[Pointing entries for labeled objects]
_ _ _ _ _

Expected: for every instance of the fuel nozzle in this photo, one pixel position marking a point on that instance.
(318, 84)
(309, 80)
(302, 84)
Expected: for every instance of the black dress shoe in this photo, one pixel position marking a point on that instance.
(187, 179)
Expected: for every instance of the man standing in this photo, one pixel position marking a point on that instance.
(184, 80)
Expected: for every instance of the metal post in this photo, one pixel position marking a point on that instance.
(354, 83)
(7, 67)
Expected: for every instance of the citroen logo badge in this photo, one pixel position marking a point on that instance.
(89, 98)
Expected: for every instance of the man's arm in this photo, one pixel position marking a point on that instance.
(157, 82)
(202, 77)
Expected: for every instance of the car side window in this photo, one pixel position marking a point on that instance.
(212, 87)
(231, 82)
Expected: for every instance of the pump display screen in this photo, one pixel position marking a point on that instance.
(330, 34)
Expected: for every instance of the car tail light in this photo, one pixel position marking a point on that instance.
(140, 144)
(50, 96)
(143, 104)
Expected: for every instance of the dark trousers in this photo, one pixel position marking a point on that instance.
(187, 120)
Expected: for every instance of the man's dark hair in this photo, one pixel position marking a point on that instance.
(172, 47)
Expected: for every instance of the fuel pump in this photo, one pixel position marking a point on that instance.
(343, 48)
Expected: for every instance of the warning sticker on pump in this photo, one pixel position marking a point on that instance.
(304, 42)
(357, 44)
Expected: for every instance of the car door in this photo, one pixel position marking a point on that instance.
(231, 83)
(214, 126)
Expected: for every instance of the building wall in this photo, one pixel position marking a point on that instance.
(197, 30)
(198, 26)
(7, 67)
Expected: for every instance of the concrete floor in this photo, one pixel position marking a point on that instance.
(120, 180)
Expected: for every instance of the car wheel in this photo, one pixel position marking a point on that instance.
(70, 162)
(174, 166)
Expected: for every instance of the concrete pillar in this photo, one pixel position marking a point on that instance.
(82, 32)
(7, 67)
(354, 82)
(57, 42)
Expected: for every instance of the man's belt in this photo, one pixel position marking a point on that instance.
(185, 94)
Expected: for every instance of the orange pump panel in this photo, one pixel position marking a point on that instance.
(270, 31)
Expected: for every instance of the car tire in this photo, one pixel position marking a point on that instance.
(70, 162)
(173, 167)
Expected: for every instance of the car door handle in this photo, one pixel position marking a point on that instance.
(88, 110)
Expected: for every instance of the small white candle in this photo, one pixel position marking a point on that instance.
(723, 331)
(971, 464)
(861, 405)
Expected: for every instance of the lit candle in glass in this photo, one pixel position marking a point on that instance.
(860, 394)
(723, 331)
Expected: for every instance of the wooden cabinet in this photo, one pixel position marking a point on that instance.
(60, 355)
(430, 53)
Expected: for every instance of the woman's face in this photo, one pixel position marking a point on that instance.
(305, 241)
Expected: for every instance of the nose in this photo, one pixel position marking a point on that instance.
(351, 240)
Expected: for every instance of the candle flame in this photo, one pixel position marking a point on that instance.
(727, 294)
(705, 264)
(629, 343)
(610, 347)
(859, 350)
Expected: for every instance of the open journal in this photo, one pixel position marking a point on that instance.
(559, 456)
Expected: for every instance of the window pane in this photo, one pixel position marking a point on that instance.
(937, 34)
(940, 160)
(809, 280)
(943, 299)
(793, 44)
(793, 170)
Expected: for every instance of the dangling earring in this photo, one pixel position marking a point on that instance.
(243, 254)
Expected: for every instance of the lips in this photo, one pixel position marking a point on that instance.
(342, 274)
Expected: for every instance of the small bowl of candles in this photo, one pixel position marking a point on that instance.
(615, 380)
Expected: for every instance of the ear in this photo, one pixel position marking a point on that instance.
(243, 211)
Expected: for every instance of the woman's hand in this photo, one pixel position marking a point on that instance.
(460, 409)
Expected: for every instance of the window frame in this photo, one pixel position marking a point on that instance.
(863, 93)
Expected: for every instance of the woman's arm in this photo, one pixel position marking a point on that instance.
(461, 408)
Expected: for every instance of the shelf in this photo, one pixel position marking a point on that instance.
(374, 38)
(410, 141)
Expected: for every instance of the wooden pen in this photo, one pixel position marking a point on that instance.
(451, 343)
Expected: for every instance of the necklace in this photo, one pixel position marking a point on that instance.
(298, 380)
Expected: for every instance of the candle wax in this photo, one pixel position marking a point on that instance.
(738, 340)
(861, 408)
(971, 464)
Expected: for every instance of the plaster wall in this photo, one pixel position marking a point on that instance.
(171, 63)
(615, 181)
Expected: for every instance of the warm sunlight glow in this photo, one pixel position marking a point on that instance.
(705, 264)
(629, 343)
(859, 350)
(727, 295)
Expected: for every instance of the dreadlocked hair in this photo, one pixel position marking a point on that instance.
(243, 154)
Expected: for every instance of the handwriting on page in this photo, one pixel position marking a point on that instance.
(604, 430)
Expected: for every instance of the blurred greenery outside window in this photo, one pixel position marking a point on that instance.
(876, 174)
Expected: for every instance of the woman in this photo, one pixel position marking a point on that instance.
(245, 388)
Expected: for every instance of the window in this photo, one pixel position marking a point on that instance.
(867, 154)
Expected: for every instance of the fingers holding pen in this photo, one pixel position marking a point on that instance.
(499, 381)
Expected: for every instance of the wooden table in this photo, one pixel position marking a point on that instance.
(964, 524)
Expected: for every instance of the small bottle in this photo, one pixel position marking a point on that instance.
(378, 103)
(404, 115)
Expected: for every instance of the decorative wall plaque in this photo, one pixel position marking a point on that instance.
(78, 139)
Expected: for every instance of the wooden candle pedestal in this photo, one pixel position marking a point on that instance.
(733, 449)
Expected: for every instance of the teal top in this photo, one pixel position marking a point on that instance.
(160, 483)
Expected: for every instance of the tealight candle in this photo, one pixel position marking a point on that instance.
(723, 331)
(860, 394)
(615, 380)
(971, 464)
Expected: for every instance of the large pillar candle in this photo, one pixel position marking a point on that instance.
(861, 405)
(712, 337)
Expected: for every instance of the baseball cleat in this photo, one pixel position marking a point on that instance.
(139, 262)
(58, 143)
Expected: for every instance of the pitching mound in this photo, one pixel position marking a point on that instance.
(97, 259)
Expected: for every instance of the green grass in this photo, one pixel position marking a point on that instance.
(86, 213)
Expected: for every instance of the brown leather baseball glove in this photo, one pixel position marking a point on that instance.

_ _ _ _ _

**Given task**
Please reproduce word for word the part of the material that opens with the line containing "Expected: for every instance of the green" and continues through the end of the material.

**Output of the task**
Expected: for every instance of the green grass in this photo, one pixel position marking a point on that instance.
(86, 213)
Expected: for every instance of the brown leather baseball glove in this photo, one pixel position marking a point on that instance.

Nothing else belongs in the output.